→ **課題**:
レコードの先頭から「M 225 169 L」を含む行まで（両端を含む）を、空行を除いてMarkdownの表に入れてください。列は「行番号」と「内容」の2つとする。

→ **データの行**:
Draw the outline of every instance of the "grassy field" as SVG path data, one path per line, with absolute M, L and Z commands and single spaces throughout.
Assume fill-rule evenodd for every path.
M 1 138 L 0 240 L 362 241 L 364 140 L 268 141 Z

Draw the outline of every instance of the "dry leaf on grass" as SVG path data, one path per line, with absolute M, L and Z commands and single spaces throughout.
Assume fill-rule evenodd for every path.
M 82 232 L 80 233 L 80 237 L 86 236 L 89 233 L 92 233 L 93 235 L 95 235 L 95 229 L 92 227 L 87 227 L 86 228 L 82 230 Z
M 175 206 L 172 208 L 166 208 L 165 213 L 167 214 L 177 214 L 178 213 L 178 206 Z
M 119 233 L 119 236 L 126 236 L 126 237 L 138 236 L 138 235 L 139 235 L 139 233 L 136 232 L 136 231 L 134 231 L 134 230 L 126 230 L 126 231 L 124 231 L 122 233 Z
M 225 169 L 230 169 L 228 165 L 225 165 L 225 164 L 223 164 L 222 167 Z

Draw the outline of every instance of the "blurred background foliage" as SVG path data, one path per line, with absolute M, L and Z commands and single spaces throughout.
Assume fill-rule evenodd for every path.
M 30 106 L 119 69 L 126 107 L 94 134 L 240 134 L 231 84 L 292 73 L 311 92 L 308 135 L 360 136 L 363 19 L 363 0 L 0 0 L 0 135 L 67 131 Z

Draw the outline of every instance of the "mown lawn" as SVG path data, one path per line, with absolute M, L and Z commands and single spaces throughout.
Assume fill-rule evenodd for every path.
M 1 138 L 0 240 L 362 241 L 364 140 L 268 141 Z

→ **解答**:
| 行番号 | 内容 |
|---|---|
| 1 | Draw the outline of every instance of the "grassy field" as SVG path data, one path per line, with absolute M, L and Z commands and single spaces throughout. |
| 2 | Assume fill-rule evenodd for every path. |
| 3 | M 1 138 L 0 240 L 362 241 L 364 140 L 268 141 Z |
| 4 | Draw the outline of every instance of the "dry leaf on grass" as SVG path data, one path per line, with absolute M, L and Z commands and single spaces throughout. |
| 5 | Assume fill-rule evenodd for every path. |
| 6 | M 82 232 L 80 233 L 80 237 L 86 236 L 89 233 L 92 233 L 93 235 L 95 235 L 95 229 L 92 227 L 87 227 L 86 228 L 82 230 Z |
| 7 | M 175 206 L 172 208 L 166 208 L 165 213 L 167 214 L 177 214 L 178 213 L 178 206 Z |
| 8 | M 119 233 L 119 236 L 126 236 L 126 237 L 138 236 L 138 235 L 139 235 L 139 233 L 136 232 L 136 231 L 134 231 L 134 230 L 126 230 L 126 231 L 124 231 L 122 233 Z |
| 9 | M 225 169 L 230 169 L 228 165 L 225 165 L 225 164 L 223 164 L 222 167 Z |